Pasien harus paham dengan jelas apa tujuan dari suatu tes atau
pengobatan, hasil apa yang akan diperoleh, dan apa dampaknya jika
menunda keputusan. Oleh karena itu, diperlukan seorang yang
berkompetensi dan memiliki wewenang untuk menjelaskannya. Hal ini
sesuai dengan UU Nomor 23 Tahun 1992 Tentang Kesehatan yaitu pasal
32 ayat 4 : “Pelaksanaan pengobatan dan atau perawatan berdasarkan ilmu
kedokteran dan atau ilmu keperawatan, hanya dapat dilaksanakan oleh
tenaga kesehatan yang mempunyai keahlian dan kewenangan untuk itu.”
tenaga kesehatan, baik itu dokter, perawat, maupun bidan harus memiliki
kompetensi sesuai profesinya dan melakukan tindakan medis sesuai
kewenangan yang melekat pada jabatan profesi. Pada kasus ini, seharusnya
dokter yang memiliki kompetensi dan wewenang untuk menyampaikan
diagnosis dan pemeriksaan penunjang kepada pasien.

Terapkan Isi Bacaan:
1. Ulangi tanpa perubahan bagian teks tentang kewenangan tenaga kesehatan, mulai dari "tenaga kesehatan, baik" sampai dengan "penunjang kepada pasien.".
2. Lanjutkan teks tentang kewenangan tenaga kesehatan, dimulai setelah kalimat terakhir yang tercantum.

Materi yang Disediakan:
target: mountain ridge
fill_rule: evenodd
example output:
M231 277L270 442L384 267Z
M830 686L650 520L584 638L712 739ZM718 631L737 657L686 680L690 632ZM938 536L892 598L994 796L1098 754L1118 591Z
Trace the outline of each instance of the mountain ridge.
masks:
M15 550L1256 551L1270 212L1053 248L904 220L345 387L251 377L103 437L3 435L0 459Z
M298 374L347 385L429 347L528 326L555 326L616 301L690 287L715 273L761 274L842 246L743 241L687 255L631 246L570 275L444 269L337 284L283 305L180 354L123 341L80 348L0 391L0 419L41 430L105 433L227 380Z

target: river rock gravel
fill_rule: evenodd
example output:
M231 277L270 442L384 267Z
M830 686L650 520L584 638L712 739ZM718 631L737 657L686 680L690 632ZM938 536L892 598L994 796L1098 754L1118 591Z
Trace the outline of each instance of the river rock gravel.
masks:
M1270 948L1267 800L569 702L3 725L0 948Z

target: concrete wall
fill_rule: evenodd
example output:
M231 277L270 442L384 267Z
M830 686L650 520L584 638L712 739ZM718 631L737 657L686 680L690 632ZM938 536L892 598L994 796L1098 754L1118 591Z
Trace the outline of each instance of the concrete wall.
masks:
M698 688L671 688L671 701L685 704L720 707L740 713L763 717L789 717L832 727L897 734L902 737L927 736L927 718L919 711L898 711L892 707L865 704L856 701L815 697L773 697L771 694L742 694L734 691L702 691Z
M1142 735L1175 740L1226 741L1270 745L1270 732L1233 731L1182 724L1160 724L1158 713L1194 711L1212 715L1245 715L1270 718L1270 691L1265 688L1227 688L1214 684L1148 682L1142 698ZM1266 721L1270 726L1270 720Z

Hasil Setiap Tugas:
1.
tenaga kesehatan, baik itu dokter, perawat, maupun bidan harus memiliki
kompetensi sesuai profesinya dan melakukan tindakan medis sesuai
kewenangan yang melekat pada jabatan profesi. Pada kasus ini, seharusnya
dokter yang memiliki kompetensi dan wewenang untuk menyampaikan
diagnosis dan pemeriksaan penunjang kepada pasien.

2.
B. Aplikasi Penyelesaian Masalah
1. Sistem Rujukan yang Bermasalah
Pada kenyataannya, sistem rujukan yang dipakai saat ini masih
banyak yang harus diubah. antara lain kurang dicantumkannya
pemeriksaan fisik khususnya vital sign. Selain itu, informasi tentang
pemberian terapi yang telah diberikan juga sangat penting, terutama waktu
pemberian terapi, karena hal ini akan mempengaruhi interaksi obat yang
akan diberikan bila efek samping obat sebelumnya masih ada.
Selain tentang isi dari surat rujukan yang kurang lengkap, dalam
kasus ini yang menjadi permasalah selanjutnya adalah tidak adanya
paramedis yang mendampingi pada saat pasien di rujuk ke RSMS.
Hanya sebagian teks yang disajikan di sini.